Stored data:
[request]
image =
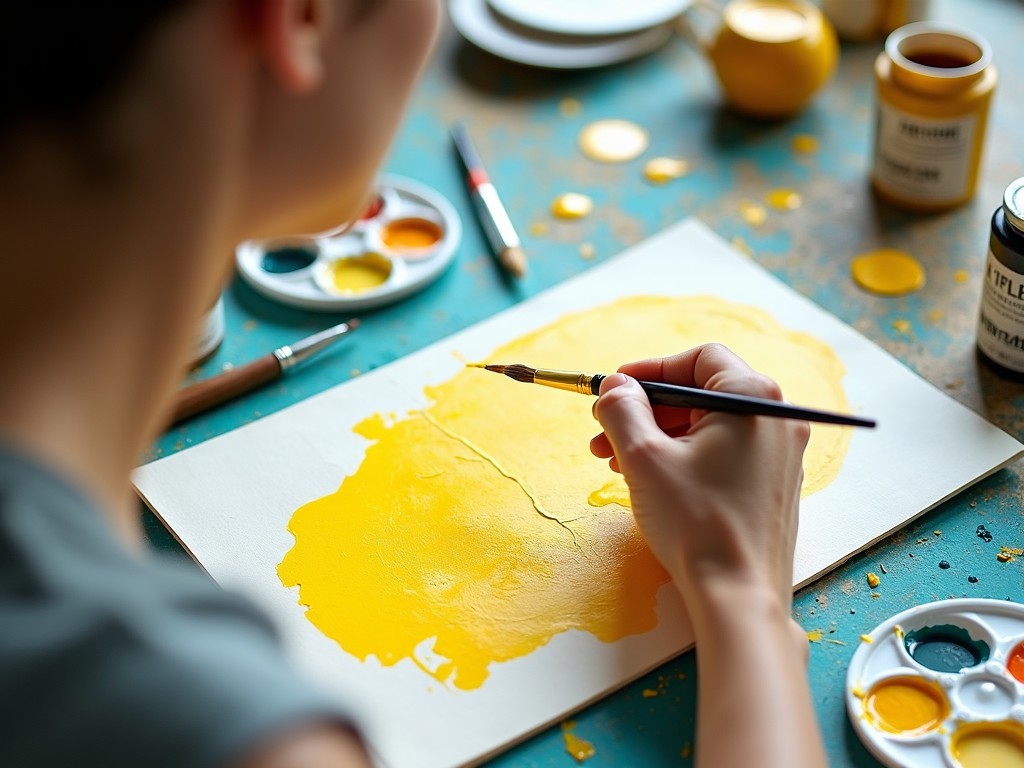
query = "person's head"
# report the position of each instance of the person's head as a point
(145, 138)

PROBLEM: Only an exact copy of the records counts as an answer. Leave out the images.

SOLUTION FOR THIS PROBLEM:
[request]
image =
query = "person's head"
# report the position of each instance of the person's head as a point
(145, 138)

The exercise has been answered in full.